[BRIEF]
Answer these questions from the text on Medicare and insurance companies:
(a) By how much did the ACA reduce Medicare medical costs?
(b) What share of premiums has to cover medical care under the health care reform ceiling?
(c) On what three things do insurance companies spend a lot of money?

[TEXT UNDER STUDY]

The free market isn't always the best answer.
The Medicare Advantage(HMO's) companies require subsidies because they can't match the cost performance of Medicare. ACA, Obama's plan, reduced Medicare medical costs $500 billion by removing the subsidies.
And for the second act, the effect of MLR is happening right now. Health care reform put a ceiling on overhead and profit. 80% of premiums have to cover medical care. 20% is allowed for profit and overhead. MLR - Medical Loss Ratio. Let me point out that, including the costs of fraud, medicare operates on a 3% of costs budget. Insurance companies are deciding that 20% doesn't leave enough room for profit. I think they should have revised their business plan and adopted the medicare plan. 3% to run the place, 17% for profit. That is very profitable. I wish I opportunities like that. I am glad to have this little x-ray of insurance companies business plans. The little sympathy I had for them was misplaced.
But some are reading this as bad news. I read it as good news. Medicare runs a tight ship, coverage is defined, doctors bill and get paid. Very few arguments about anything. Insurance companies spend a lot of money on executive salaries, lawyers and staff to manage costs. If medicare can do it cheaper and fairer why not expand coverage to everyone? Has your HMO insurance coverage ever tried to jack you up by refusing to pay claims? It happens to a lot of people, myself included.

[Collected data]
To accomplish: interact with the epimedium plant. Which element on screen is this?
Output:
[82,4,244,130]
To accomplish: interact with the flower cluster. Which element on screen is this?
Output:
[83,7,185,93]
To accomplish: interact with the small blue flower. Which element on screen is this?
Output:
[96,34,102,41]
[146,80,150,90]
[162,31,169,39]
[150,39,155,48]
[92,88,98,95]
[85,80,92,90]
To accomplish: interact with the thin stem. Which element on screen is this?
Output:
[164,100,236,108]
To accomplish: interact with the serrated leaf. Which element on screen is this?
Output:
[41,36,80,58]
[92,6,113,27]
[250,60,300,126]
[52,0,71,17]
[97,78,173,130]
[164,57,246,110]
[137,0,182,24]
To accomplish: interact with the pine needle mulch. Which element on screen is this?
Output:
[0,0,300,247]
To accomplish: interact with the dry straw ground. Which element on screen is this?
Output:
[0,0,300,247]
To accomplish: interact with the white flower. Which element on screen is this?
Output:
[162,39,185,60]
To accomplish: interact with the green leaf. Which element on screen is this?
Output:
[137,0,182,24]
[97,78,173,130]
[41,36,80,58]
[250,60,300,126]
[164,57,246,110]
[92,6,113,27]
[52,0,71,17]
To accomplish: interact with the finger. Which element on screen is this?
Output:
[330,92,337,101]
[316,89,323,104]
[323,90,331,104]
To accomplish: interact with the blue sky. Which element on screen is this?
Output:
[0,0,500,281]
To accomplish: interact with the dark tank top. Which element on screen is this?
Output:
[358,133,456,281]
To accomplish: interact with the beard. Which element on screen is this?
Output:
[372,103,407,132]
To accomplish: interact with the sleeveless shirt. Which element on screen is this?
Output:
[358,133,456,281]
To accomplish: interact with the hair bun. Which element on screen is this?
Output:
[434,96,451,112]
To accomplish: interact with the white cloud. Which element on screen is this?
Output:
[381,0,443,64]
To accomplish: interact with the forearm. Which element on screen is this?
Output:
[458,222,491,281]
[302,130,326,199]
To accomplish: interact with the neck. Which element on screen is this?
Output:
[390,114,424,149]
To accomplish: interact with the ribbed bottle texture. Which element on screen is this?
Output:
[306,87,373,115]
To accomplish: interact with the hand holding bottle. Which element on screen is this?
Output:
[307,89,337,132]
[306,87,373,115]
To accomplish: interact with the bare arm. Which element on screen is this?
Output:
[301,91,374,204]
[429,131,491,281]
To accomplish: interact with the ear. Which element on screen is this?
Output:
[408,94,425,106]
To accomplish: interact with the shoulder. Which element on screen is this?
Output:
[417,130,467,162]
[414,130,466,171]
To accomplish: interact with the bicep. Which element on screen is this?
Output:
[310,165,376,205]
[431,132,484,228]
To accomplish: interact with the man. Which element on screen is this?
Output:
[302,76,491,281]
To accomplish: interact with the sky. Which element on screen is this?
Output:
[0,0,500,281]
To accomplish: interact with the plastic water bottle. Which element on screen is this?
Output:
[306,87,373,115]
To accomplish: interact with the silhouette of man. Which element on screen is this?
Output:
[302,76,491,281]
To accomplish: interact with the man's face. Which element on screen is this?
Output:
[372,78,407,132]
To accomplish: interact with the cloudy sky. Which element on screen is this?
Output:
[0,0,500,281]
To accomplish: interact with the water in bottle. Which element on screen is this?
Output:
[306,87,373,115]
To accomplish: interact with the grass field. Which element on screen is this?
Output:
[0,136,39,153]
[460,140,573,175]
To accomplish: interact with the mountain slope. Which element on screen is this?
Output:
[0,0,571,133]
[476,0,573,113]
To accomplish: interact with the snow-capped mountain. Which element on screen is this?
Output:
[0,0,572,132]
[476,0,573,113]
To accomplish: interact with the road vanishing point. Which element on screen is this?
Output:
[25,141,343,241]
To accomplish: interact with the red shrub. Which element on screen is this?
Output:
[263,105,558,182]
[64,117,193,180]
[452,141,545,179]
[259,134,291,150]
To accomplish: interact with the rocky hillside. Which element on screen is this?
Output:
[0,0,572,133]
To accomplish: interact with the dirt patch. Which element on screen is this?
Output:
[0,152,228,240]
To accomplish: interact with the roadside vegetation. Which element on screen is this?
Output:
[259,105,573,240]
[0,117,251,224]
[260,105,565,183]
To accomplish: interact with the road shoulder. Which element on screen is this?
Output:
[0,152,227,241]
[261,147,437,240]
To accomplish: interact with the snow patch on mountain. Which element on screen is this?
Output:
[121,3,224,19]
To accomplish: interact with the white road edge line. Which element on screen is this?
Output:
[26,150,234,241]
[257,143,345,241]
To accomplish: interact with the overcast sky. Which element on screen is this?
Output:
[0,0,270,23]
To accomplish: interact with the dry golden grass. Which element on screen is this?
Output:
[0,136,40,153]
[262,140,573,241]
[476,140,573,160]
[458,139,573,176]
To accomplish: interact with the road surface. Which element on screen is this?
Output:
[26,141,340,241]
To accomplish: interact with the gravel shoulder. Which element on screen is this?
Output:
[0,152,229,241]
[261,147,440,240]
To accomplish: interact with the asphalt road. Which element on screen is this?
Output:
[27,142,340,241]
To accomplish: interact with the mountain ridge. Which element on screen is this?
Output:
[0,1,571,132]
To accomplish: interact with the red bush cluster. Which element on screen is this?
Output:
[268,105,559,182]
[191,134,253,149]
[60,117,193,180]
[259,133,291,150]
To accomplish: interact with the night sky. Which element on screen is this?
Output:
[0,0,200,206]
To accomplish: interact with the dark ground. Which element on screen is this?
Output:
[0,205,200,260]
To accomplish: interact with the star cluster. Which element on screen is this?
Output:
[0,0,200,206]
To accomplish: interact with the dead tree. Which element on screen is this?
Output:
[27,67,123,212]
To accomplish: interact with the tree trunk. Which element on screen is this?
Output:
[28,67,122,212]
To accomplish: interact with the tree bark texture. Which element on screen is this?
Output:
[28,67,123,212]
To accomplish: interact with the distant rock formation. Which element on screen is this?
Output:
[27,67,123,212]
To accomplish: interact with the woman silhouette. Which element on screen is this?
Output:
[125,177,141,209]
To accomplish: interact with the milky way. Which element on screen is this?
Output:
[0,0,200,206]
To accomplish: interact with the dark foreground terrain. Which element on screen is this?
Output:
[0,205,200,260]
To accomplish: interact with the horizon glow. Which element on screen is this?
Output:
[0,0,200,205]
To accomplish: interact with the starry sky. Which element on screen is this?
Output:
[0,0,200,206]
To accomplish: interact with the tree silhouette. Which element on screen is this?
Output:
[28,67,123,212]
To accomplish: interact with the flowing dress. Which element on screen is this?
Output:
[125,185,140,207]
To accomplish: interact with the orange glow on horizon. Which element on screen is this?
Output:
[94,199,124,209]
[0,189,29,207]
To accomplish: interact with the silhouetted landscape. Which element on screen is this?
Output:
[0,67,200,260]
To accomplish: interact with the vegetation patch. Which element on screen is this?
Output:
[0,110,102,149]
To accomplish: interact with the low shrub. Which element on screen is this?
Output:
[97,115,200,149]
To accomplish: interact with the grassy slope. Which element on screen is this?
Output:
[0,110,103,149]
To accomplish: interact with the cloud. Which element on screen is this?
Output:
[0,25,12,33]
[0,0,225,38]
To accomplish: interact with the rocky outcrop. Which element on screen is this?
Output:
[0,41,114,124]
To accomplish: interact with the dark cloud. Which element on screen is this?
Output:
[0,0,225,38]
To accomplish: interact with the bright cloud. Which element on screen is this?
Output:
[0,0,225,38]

[OUTPUT]
(a) $500 billion
(b) 80%
(c) Executive salaries, lawyers, and staff to manage costs